## Aim of the exercise
Below are records; copy exactly the line containing "Study the picture above. For each instance of the wooden end" and every line after it, through the last.

## Material provided
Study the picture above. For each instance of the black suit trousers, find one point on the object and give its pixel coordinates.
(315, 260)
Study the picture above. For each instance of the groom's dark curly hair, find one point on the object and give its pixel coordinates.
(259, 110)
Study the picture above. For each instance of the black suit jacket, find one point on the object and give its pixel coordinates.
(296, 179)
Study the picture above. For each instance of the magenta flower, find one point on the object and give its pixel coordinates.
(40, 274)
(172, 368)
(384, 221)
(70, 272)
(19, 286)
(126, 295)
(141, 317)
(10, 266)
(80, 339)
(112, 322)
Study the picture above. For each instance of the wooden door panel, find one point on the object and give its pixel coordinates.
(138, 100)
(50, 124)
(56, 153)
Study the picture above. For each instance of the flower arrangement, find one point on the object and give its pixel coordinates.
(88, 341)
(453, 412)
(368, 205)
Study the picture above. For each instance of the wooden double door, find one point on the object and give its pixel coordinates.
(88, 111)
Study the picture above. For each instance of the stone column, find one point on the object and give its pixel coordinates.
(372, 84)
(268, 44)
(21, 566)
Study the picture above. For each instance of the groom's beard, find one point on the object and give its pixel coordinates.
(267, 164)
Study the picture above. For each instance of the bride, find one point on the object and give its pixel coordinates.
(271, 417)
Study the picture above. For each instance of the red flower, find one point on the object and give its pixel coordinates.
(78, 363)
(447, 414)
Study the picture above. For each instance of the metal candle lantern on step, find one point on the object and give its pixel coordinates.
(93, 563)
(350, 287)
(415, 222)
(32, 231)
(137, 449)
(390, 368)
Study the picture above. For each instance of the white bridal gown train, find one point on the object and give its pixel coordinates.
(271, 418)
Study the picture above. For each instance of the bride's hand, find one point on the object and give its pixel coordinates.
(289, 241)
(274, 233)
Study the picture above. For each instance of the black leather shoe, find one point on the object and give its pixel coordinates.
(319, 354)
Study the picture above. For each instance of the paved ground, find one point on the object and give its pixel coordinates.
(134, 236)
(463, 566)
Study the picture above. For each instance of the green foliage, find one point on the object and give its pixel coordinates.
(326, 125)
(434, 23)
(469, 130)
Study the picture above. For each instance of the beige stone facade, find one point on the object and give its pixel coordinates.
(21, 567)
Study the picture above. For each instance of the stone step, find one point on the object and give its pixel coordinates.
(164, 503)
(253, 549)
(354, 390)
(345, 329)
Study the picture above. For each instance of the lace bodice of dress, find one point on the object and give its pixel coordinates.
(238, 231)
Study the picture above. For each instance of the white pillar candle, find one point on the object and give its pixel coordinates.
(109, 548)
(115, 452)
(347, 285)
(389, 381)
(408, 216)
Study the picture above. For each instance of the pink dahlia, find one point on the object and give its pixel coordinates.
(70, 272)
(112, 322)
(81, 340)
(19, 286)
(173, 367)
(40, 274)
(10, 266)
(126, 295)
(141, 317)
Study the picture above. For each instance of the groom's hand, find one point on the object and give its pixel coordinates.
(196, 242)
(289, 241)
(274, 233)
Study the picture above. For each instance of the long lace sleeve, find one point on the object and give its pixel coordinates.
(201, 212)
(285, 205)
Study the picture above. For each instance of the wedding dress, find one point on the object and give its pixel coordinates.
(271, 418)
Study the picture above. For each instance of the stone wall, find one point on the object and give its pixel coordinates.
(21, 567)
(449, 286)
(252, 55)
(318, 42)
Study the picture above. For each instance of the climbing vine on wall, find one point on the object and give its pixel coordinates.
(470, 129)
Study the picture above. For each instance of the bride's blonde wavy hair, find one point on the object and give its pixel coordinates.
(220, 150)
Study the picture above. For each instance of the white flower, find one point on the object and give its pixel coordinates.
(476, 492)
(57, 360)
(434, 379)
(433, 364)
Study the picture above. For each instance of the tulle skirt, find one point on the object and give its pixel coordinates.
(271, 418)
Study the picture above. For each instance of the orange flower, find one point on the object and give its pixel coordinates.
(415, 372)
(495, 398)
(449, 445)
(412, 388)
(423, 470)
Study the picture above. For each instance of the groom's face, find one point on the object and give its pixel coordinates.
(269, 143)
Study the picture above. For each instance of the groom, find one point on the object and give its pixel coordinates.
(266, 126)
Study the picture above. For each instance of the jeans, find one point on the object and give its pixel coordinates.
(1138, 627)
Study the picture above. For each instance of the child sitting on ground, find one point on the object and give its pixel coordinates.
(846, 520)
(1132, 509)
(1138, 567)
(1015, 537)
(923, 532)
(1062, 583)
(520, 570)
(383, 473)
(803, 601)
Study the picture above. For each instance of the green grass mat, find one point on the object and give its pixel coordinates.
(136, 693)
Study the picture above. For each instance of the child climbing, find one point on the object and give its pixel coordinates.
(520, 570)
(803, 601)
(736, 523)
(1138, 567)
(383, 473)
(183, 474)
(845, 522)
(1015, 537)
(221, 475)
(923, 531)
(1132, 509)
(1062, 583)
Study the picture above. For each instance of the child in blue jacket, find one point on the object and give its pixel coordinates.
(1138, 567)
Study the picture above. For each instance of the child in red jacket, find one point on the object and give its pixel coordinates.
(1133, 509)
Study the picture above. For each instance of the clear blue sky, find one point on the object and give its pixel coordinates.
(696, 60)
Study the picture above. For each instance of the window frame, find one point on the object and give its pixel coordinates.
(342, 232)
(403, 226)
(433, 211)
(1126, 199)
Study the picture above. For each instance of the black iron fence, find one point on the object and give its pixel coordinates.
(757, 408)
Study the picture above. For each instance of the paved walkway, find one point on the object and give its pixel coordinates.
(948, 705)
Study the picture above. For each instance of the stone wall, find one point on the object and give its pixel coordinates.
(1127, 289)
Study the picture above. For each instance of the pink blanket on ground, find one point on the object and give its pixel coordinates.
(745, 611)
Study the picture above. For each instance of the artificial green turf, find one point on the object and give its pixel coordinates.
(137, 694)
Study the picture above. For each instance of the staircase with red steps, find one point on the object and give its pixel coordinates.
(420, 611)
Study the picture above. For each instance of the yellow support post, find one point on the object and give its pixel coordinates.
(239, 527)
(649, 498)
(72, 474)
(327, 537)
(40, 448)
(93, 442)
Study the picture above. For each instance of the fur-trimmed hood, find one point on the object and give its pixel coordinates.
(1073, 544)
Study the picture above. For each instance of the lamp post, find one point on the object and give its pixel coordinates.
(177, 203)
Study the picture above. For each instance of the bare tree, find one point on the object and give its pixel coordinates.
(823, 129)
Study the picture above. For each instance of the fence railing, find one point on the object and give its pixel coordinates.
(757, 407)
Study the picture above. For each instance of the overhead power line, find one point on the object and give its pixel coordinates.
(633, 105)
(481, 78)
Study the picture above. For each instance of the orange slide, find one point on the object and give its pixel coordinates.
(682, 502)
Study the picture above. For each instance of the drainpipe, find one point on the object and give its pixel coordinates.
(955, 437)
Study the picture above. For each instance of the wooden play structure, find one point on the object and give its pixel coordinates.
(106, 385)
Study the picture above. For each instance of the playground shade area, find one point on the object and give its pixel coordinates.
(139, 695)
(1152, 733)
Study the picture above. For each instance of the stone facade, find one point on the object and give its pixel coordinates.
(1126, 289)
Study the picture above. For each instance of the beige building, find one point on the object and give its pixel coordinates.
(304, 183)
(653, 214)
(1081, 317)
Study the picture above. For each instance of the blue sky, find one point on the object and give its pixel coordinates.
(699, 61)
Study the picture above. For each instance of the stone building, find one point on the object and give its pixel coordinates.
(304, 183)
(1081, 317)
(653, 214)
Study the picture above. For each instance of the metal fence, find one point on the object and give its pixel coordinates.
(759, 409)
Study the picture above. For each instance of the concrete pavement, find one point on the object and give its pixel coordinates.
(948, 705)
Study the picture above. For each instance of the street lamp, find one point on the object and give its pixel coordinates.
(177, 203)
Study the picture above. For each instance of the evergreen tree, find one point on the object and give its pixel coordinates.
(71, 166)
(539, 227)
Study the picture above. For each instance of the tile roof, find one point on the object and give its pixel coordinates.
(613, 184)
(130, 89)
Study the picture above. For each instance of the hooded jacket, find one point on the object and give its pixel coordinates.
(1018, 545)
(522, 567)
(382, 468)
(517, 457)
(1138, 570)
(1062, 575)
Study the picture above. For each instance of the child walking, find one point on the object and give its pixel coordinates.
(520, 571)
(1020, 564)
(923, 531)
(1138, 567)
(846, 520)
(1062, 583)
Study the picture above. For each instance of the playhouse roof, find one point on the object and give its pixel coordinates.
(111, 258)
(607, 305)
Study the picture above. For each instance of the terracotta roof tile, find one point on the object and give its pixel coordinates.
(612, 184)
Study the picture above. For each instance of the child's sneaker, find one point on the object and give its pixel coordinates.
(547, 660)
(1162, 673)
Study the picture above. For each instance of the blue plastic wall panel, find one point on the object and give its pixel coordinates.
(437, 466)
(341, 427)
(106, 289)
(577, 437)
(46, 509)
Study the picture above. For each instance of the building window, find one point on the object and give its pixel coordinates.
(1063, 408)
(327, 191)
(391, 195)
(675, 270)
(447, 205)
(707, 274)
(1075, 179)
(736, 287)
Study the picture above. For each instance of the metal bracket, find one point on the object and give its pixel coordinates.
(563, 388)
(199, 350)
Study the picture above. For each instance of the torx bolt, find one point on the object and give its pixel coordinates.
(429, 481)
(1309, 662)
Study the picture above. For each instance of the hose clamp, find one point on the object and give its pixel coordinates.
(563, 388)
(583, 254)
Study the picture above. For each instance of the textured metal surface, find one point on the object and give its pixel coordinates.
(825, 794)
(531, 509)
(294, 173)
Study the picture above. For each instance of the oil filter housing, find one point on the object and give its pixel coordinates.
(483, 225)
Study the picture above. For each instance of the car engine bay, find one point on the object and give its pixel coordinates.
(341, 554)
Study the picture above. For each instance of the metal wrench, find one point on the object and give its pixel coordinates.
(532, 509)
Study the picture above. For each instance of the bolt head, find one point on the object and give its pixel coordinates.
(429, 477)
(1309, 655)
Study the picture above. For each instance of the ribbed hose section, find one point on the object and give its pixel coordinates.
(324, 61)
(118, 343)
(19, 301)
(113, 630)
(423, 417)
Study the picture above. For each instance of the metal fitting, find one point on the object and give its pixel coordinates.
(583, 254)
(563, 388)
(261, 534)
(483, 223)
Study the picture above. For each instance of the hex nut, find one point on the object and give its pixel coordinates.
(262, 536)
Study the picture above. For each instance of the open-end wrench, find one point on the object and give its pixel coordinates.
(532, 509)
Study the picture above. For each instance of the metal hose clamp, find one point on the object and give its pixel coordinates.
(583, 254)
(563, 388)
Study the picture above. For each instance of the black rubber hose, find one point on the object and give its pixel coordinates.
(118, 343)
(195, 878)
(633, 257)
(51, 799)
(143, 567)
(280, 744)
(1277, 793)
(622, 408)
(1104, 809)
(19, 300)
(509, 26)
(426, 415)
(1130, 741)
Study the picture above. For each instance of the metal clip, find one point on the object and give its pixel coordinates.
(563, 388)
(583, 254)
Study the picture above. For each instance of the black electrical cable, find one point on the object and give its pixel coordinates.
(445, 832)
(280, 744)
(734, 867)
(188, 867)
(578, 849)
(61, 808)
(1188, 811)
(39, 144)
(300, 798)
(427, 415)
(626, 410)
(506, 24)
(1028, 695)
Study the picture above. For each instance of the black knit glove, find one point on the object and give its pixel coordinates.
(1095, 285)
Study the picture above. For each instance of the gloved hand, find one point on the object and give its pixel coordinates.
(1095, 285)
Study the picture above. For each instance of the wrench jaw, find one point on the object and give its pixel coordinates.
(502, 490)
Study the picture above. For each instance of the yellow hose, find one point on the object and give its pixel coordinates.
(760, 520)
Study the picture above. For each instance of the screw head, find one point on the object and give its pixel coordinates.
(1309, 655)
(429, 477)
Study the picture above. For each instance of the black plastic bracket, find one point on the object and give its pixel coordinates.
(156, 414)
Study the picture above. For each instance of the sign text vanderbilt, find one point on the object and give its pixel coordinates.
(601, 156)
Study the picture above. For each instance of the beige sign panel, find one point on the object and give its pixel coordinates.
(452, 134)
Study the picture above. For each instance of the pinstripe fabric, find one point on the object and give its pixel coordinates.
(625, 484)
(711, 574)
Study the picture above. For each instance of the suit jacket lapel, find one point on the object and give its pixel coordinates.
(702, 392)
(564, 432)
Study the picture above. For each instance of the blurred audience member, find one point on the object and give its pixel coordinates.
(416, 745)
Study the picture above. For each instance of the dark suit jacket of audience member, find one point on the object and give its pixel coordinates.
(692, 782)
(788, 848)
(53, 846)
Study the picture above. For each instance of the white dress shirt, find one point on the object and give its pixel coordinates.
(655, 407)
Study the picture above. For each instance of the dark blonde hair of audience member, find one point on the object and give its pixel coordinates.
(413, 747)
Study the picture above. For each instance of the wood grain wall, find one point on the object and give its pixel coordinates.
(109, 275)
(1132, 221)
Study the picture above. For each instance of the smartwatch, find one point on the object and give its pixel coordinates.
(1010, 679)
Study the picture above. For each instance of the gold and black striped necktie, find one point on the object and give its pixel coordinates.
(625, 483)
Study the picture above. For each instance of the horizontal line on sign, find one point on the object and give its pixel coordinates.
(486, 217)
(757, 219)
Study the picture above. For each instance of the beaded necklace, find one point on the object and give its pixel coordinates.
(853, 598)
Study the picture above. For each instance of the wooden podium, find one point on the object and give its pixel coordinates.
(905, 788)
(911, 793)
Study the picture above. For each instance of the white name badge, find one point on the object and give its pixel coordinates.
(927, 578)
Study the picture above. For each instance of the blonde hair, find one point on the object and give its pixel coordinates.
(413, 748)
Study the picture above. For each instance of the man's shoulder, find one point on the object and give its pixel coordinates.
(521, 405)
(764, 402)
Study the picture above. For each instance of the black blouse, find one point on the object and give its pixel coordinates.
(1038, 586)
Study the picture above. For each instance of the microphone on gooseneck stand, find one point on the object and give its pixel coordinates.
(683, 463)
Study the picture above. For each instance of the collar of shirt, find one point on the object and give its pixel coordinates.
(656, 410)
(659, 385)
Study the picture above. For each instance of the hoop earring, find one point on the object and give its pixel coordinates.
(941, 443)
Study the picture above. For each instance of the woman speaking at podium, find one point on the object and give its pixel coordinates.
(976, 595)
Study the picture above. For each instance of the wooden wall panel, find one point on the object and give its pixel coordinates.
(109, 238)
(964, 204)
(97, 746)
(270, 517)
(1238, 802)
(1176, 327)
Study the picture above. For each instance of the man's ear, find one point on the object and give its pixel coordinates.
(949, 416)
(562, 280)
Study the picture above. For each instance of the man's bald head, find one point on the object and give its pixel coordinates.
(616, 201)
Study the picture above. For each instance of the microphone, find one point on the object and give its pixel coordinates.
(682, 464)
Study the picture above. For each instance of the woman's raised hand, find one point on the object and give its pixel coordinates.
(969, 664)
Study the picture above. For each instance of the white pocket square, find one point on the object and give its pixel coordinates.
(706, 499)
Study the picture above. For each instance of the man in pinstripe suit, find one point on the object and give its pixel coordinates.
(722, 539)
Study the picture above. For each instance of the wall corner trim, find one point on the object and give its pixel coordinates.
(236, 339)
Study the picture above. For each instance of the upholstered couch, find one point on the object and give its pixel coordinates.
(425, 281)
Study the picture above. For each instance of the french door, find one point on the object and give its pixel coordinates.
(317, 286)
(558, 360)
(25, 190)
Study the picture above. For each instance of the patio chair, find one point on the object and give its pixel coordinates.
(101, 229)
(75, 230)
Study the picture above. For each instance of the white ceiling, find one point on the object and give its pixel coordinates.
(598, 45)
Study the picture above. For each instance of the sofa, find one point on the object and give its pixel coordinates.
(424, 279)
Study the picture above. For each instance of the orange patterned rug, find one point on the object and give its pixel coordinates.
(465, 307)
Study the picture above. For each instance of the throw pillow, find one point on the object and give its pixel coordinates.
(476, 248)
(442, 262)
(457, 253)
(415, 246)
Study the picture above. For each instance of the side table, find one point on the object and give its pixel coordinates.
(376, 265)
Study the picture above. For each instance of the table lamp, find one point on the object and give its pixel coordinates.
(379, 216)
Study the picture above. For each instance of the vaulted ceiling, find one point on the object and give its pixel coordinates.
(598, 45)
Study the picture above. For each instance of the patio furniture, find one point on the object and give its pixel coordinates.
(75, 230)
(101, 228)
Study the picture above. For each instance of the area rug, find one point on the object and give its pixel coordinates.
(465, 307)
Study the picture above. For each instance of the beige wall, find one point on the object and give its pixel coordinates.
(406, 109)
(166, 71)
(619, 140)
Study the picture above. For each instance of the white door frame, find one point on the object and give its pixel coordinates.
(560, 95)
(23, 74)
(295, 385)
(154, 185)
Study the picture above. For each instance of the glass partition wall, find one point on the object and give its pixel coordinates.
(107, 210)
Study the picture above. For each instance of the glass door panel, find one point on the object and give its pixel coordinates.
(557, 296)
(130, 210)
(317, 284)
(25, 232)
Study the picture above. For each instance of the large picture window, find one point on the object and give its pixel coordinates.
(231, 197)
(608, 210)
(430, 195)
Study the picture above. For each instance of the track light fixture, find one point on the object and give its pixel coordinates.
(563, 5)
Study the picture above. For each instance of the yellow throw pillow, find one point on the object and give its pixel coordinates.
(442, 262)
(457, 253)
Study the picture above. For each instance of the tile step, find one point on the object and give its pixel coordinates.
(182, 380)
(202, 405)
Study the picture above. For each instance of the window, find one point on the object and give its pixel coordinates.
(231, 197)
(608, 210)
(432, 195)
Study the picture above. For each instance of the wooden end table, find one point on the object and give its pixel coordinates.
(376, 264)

## Solution to the problem
Study the picture above. For each instance of the wooden end table, find one point on the object and give its pixel coordinates.
(376, 264)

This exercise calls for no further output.